* [Given data]:
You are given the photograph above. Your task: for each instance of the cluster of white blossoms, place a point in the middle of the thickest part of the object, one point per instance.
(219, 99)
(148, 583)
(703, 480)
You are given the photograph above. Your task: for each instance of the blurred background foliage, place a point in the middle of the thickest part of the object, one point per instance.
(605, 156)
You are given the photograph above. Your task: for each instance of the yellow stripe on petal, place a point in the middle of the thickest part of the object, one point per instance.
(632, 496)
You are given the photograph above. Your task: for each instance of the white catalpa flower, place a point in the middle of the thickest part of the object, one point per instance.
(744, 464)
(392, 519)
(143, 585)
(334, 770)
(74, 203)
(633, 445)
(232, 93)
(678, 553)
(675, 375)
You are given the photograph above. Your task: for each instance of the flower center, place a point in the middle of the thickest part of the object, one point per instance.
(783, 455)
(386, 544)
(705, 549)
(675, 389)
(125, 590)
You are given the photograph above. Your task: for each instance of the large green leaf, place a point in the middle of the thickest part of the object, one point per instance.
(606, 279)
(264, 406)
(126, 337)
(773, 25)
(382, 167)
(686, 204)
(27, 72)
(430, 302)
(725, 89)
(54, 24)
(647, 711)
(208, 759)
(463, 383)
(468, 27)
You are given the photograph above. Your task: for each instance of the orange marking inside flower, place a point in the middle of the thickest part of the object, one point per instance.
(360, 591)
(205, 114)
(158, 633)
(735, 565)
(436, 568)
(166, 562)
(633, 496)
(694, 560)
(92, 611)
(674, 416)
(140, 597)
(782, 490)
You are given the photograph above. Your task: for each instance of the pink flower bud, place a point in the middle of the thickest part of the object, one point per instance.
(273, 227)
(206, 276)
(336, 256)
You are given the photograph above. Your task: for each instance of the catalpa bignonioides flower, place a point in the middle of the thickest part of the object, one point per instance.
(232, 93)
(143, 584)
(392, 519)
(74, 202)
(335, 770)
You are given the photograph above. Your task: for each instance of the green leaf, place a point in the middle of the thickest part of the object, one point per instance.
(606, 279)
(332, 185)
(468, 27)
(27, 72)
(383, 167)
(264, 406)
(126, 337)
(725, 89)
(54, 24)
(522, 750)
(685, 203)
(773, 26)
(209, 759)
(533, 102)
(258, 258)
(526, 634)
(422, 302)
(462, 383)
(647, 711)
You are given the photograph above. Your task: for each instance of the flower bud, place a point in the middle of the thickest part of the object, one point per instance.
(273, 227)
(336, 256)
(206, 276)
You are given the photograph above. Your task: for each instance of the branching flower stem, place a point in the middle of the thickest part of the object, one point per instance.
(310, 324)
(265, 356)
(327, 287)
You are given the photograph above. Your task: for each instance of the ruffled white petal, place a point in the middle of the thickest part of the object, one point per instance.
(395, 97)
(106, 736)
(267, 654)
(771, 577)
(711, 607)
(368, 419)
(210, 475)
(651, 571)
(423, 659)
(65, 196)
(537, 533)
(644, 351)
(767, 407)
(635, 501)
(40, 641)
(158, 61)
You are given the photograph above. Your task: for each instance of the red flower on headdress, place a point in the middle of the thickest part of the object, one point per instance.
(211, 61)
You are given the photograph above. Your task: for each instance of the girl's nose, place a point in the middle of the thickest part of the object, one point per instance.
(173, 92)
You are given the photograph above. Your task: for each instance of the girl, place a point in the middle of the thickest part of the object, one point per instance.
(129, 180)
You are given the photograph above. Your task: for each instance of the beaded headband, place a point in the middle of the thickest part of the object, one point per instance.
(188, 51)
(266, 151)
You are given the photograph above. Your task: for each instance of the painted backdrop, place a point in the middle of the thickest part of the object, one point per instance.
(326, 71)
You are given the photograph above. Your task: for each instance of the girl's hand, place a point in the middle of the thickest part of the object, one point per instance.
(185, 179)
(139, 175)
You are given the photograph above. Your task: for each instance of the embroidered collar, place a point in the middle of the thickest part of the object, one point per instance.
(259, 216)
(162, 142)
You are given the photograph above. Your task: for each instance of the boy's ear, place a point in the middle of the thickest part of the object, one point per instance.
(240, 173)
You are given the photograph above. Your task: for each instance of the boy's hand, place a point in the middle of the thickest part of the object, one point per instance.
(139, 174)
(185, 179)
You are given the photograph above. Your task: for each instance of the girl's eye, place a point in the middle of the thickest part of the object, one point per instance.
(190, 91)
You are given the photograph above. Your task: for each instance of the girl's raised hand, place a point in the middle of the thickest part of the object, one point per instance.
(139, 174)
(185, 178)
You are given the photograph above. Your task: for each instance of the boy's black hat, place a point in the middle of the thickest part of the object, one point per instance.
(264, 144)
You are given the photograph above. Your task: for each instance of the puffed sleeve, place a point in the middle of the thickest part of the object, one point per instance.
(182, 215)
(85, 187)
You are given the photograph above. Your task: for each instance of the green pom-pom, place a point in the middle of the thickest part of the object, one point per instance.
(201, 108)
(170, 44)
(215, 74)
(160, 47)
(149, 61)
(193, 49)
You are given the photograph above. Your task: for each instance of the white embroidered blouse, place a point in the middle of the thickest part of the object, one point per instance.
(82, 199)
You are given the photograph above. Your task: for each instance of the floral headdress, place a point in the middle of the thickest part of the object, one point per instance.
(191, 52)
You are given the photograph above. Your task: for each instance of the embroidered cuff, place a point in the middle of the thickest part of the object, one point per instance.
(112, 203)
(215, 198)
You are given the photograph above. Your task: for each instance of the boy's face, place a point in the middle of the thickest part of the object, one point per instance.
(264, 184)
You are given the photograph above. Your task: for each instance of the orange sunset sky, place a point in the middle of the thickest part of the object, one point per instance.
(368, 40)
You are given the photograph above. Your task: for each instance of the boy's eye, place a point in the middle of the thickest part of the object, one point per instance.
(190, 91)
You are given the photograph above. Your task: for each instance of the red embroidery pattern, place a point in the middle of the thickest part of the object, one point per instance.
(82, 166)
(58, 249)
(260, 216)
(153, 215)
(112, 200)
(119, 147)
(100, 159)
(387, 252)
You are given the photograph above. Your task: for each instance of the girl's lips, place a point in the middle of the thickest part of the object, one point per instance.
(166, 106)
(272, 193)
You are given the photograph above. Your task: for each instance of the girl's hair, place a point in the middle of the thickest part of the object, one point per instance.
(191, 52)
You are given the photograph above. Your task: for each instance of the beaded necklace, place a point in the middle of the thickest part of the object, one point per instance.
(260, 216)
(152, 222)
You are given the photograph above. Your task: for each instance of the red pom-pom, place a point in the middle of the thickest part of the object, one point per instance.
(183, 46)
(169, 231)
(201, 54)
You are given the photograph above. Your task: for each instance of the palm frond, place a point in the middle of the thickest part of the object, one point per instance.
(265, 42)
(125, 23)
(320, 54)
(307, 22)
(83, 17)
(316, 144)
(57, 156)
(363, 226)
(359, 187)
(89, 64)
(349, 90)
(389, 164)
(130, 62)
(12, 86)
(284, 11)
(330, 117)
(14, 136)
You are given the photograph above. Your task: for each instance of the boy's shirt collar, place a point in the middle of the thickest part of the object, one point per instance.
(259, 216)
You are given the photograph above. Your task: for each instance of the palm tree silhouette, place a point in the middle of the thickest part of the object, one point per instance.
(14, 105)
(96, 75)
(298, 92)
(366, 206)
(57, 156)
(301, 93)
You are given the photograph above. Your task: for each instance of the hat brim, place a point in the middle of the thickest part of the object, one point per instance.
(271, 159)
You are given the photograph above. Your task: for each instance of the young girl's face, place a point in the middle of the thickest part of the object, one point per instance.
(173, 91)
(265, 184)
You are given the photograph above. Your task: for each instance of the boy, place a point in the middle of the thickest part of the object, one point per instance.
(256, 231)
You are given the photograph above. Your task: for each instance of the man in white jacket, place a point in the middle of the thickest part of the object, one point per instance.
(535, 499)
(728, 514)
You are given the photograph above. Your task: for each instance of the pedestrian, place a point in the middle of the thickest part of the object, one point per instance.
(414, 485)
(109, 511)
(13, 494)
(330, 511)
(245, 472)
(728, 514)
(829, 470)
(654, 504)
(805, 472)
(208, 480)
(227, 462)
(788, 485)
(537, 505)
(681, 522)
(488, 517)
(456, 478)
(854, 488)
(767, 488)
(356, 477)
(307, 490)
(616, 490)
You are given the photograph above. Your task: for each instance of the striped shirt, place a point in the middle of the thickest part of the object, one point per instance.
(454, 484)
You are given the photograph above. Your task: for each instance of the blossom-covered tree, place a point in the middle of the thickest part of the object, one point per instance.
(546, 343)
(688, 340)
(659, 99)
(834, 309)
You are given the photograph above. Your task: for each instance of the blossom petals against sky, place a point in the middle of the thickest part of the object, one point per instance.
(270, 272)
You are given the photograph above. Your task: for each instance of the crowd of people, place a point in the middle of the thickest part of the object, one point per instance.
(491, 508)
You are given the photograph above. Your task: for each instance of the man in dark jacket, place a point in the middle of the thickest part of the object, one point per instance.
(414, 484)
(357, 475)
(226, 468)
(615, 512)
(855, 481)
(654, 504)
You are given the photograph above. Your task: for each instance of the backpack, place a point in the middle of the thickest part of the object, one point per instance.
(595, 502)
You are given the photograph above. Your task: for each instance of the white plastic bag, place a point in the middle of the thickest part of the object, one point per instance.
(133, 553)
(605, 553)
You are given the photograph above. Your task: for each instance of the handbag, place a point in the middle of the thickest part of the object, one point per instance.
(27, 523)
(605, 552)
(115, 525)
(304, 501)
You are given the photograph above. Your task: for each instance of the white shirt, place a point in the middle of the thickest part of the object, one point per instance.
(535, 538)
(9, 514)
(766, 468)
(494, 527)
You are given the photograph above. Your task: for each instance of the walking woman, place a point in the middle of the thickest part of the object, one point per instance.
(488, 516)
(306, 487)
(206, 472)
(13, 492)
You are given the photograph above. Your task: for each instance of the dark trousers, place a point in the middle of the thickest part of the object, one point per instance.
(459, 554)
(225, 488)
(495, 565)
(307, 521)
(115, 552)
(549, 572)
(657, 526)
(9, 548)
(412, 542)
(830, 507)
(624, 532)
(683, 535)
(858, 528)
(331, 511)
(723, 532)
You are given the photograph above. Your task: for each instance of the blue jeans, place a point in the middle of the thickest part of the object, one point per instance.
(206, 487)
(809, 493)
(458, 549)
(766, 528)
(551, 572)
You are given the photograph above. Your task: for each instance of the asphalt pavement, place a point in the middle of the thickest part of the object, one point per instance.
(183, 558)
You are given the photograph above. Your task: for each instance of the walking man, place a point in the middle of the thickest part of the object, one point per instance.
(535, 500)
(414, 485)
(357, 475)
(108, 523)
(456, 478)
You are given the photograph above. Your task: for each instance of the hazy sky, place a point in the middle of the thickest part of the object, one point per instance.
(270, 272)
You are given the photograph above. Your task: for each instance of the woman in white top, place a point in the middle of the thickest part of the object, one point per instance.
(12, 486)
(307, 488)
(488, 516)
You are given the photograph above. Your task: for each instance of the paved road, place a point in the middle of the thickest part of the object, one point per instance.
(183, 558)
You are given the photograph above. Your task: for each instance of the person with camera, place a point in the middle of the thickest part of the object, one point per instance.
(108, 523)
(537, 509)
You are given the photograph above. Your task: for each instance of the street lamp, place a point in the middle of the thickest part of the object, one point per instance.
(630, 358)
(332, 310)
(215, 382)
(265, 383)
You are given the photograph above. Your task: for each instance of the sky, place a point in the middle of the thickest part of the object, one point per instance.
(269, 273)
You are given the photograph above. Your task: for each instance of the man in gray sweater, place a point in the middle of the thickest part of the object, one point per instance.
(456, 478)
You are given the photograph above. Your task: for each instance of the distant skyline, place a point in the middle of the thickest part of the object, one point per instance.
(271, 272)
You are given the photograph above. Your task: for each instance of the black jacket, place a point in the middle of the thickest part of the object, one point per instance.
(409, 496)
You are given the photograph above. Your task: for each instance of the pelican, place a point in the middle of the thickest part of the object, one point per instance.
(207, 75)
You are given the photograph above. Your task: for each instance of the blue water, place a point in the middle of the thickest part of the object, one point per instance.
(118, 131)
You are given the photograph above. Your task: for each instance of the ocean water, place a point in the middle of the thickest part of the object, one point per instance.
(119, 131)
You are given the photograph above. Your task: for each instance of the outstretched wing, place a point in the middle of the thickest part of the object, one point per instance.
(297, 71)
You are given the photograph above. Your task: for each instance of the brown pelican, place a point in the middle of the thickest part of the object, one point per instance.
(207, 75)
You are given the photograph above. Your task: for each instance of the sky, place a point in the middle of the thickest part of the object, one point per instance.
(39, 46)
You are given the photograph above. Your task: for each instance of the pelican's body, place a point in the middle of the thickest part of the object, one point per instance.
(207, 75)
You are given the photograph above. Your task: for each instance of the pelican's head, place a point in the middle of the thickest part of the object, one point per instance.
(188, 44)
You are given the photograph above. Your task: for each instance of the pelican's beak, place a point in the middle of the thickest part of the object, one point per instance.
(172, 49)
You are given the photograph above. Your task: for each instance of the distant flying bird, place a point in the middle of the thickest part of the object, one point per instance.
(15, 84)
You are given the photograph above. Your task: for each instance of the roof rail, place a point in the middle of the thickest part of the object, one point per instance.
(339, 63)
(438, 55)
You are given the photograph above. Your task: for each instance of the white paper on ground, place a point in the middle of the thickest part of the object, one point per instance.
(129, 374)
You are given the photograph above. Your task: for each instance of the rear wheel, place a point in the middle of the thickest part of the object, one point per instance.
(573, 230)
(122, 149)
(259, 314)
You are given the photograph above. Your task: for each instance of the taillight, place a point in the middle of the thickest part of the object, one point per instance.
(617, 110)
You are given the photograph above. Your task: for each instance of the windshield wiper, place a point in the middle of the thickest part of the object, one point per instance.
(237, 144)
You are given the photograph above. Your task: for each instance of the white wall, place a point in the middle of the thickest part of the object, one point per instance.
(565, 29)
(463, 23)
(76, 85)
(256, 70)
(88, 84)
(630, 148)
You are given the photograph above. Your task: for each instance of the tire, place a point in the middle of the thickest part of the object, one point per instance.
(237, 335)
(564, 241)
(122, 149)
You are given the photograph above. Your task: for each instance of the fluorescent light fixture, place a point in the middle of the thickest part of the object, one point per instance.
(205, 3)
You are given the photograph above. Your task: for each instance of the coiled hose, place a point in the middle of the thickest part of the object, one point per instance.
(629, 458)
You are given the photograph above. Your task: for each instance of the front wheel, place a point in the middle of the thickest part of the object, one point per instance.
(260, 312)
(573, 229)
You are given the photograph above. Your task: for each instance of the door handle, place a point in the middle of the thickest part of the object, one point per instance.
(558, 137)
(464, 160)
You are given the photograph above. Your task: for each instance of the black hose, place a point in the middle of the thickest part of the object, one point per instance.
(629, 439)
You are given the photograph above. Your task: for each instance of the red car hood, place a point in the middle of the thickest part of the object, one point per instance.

* [Task instructions]: Find the line containing "of the door". Reproduce it exactly, along with every line after it through the last.

* [Final result]:
You are given the photograph above. Your task: for each instance of the door handle, place a point in the middle of the thickest part of the object, one point per instance.
(558, 137)
(464, 160)
You are given the photograph above. Your task: for each instance of the black hose, place a point in the middle of the thickest part of the object, one point per instance.
(629, 439)
You are given the photograph above. Your task: for each instance of the red car hood, place a point in the middle of the thickest part of the object, one point per instance.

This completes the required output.